(Natural-language object grounding data)

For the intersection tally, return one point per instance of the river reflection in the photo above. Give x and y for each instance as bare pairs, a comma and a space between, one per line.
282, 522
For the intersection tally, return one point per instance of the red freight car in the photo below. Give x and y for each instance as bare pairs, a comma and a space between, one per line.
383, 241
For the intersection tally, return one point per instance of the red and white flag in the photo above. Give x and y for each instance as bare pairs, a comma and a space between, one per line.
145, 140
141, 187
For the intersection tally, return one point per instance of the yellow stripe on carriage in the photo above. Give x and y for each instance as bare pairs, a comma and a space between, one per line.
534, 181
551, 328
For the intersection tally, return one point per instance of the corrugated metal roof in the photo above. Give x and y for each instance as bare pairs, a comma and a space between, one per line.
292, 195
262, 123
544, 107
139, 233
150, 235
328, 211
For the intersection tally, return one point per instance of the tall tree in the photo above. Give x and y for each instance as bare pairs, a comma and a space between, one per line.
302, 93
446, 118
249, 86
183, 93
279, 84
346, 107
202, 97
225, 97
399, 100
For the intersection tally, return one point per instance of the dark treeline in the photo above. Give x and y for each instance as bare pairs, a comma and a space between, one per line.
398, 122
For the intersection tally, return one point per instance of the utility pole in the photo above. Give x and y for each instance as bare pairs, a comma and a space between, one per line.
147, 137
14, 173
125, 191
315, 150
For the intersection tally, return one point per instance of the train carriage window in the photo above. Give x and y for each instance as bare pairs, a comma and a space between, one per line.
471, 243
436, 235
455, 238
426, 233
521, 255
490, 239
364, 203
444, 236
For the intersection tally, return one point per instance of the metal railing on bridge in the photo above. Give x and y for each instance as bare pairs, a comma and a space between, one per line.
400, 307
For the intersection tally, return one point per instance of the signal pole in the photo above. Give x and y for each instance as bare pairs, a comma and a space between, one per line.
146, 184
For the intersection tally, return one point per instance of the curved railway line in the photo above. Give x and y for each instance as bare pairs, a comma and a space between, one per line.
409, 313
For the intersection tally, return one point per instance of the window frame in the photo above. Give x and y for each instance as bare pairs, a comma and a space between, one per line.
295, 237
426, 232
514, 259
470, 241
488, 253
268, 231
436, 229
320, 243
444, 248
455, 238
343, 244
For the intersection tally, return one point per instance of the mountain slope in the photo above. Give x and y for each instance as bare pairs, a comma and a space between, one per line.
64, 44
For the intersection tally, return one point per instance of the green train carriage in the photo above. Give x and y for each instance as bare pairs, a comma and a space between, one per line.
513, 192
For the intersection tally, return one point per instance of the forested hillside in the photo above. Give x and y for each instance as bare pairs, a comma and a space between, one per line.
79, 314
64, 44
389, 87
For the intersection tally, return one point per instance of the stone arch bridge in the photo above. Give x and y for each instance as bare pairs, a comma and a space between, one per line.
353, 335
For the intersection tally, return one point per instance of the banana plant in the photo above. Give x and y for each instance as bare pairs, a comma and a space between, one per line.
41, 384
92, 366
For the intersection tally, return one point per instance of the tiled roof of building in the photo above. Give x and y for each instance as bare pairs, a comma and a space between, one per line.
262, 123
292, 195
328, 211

▶ TASK TO CARRY OUT:
Each line above must be reproduced exactly.

▶ ANSWER AREA:
For the intersection tally, return one point per instance of the river reflection in the photo above. Give x and y for each instance as bare pairs, a comma and a space between, one per line.
282, 522
For the intersection tally, return one point per instance of the red freight car in the photo below. Give x and y for each instance as bare pairs, a comma and a space between, one per line.
383, 241
For the intersection tally, return one point per instance of the red and white flag in the photo above. Give x and y for each instance as bare pairs, a comma and a space between, one per line.
145, 140
141, 187
For the intersection tally, return one point per instance of the yellow stripe on carriage in the photo above. Give x and y for each instance as bare pairs, a comma and a space between, one per line.
534, 181
551, 328
For the intersection tally, return one point per instance of the corrugated metal roof in the photo above. Give x and y for each instance as bare pairs, a comma and a space between, one per line.
292, 195
262, 123
544, 107
139, 233
150, 235
328, 211
For the intersection tally, return one point per instance of the tall tree in the photo above. Give x and y for each instance as bare pairs, a comma and a space between, one per line.
302, 93
446, 118
249, 86
183, 93
279, 84
346, 107
202, 97
225, 97
399, 100
For the intersection tally, return one point per instance of the dark treeline in the photo above. Give x and y for each instance as bare pairs, a comma and a space between, one per line.
398, 122
For the intersection tally, return one point per instance of the utility pole in the photo above. Give x and y for each instance as bare pairs, a comma and a space between, one per line.
147, 137
14, 173
125, 191
315, 150
For the intersection tally, return one point per instance of the train carriage window in the photo above. Give x and y for each instance as bare pairs, a comma and a space between, one per line.
471, 243
436, 235
455, 238
426, 233
521, 255
490, 239
364, 203
444, 236
For the intersection tally, return one point per instance of the metal railing on bridge in the photo above. Give x and y for each instance as bare pairs, a comma and a space between, one per line.
400, 307
For the intersection tally, return one point per instance of the signal pole in the photo above. Give x and y for each instance as bare pairs, a comma and a space between, one per line.
146, 184
For the intersection tally, return one point per instance of the curved railway line in the photo above. Give x and y for each instance as bare pairs, a comma and a space between, one per line.
409, 313
For the intersection tally, return one point per instance of the window frame in the photo above. Give x and y for each instance as bare pairs, a comma and a space between, one per line.
295, 237
426, 232
514, 259
470, 241
488, 253
268, 231
436, 229
320, 243
444, 248
455, 238
343, 244
For the intersection tally, return one point per instance of the mountain slope in the photo above. Give x and y for each instance as bare pairs, a comma and a space between, one per line.
64, 44
For the intersection tally, return one point per instance of the green train carriage in the photo above. Give x and y for each instance as bare pairs, a comma and a space between, one per line.
513, 192
For the intersection tally, return one point per instance of the forested hillside in the photo above. Give x and y for each instance as bare pairs, a comma and a space between, one per line.
79, 314
64, 44
389, 87
For the intersection tally, return one point per instance of the stone arch bridge in the photo above. Give x and y for each instance as bare pairs, a comma and a space between, one per line.
353, 335
For the intersection tally, return one point per instance of the banana plant in the photo above. Give x and y for each instance as bare pairs, a comma and a space between, one per line.
41, 384
92, 366
For the intersection tally, return one point per instance of the tiled roof of building in the photo above. Give x and y for each instance as bare pairs, a comma and a space between, one per line.
262, 123
292, 195
328, 211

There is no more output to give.